**Records from a point labeling set**.
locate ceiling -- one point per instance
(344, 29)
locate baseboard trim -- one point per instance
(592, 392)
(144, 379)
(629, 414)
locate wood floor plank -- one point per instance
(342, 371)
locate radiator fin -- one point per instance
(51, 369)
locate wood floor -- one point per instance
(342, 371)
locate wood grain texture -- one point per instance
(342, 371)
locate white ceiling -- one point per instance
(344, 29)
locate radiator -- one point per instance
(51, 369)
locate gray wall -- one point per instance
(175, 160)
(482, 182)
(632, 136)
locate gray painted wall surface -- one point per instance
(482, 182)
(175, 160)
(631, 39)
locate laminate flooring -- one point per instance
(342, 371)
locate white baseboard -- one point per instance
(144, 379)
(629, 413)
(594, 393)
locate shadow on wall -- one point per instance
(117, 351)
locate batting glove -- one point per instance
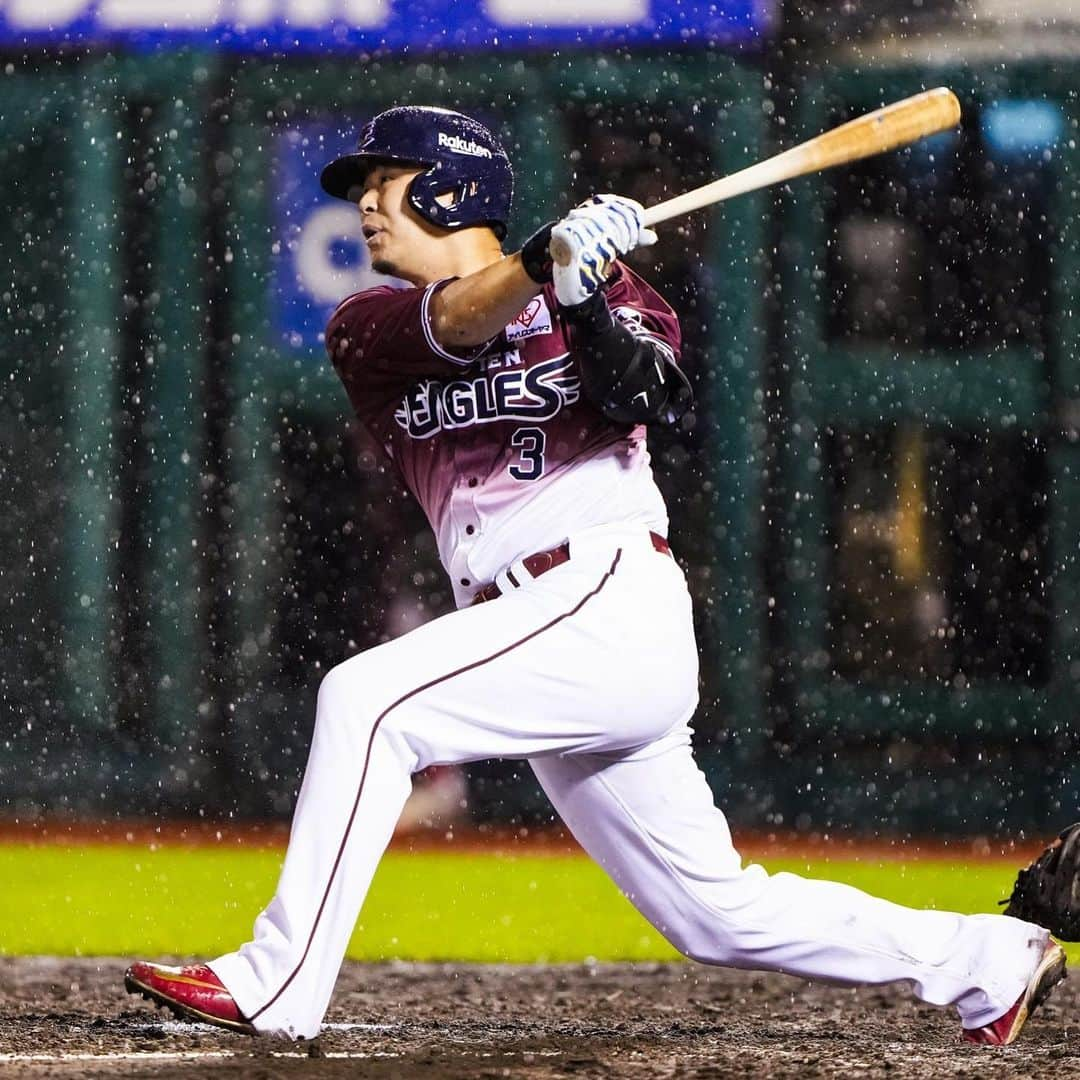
(589, 240)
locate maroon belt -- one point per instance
(544, 561)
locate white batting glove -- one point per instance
(588, 241)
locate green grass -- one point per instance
(129, 901)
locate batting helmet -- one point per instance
(461, 157)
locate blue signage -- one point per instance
(318, 251)
(388, 26)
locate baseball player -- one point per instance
(513, 393)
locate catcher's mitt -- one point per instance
(1048, 892)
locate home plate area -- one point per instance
(72, 1018)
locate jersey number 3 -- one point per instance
(529, 443)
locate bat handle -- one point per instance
(559, 251)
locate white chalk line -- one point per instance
(180, 1027)
(171, 1055)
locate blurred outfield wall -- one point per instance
(876, 497)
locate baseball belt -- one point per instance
(544, 561)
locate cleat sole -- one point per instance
(132, 985)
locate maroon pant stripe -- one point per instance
(370, 743)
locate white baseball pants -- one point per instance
(590, 672)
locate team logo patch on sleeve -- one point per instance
(534, 319)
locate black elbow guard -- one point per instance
(630, 378)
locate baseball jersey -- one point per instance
(498, 445)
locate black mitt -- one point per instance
(1048, 892)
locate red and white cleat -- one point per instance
(190, 993)
(1004, 1029)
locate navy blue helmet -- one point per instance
(461, 157)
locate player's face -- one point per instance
(397, 239)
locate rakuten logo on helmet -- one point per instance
(458, 145)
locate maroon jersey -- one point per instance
(499, 447)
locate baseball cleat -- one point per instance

**Direction**.
Using the data above, write out every line exactly, leaving the images behind.

**Final result**.
locate ceiling -- one point per instance
(344, 29)
locate baseboard trim -- one point per instance
(592, 392)
(144, 379)
(629, 414)
locate wood floor plank -- one point per instance
(342, 371)
locate radiator fin -- one point per instance
(51, 369)
locate wood floor -- one point per instance
(342, 371)
locate wood grain texture -- one point per instance
(342, 371)
locate white ceiling -- one point per instance
(344, 29)
locate radiator -- one point per instance
(51, 369)
locate gray wall -- one point per instance
(175, 160)
(482, 182)
(632, 136)
locate gray painted wall surface -- one point per instance
(482, 182)
(175, 160)
(631, 39)
locate laminate flooring -- one point per instance
(342, 371)
locate white baseboard -- one point per instance
(144, 379)
(629, 413)
(594, 393)
locate shadow on wall -- one point per instance
(117, 351)
locate batting glove -- one point per instance
(589, 240)
locate maroon belt -- one point per instance
(544, 561)
locate white batting glove -- one point per instance
(588, 241)
locate green grass -- one point per instance
(129, 901)
locate batting helmet -- one point per instance
(461, 157)
locate blue signage -- one point per instance
(318, 251)
(388, 26)
locate baseball player -- one point per instance
(513, 393)
locate catcher's mitt -- one point per instance
(1048, 892)
locate home plate area -- one point per instance
(72, 1018)
locate jersey number 3 -- one point per instance
(529, 443)
locate bat handle -- one point per instance
(559, 251)
locate white chalk line -- one point per instance
(180, 1027)
(171, 1055)
locate blurred outfield wall -- one point per instance
(876, 497)
locate baseball belt -- one point per instance
(544, 561)
locate cleat sole -- one point per instance
(132, 985)
locate maroon pant stripe -- one point per instance
(370, 743)
locate white baseball pants -- one point per instance
(590, 672)
locate team logo patch on sleeve -- one point per instance
(534, 319)
locate black elbow guard -- one point per instance
(630, 378)
locate baseball jersey -- one point per instance
(498, 445)
locate black mitt -- one point per instance
(1048, 892)
locate red and white cleat -- one point per instance
(190, 993)
(1004, 1029)
locate navy blue helmet -- one point per instance
(461, 157)
locate player's face -- one point per instance
(397, 239)
locate rakuten logo on helmet -- one point per instance
(458, 145)
locate maroon jersey -- one point per instance
(499, 447)
locate baseball cleat -- one point per instance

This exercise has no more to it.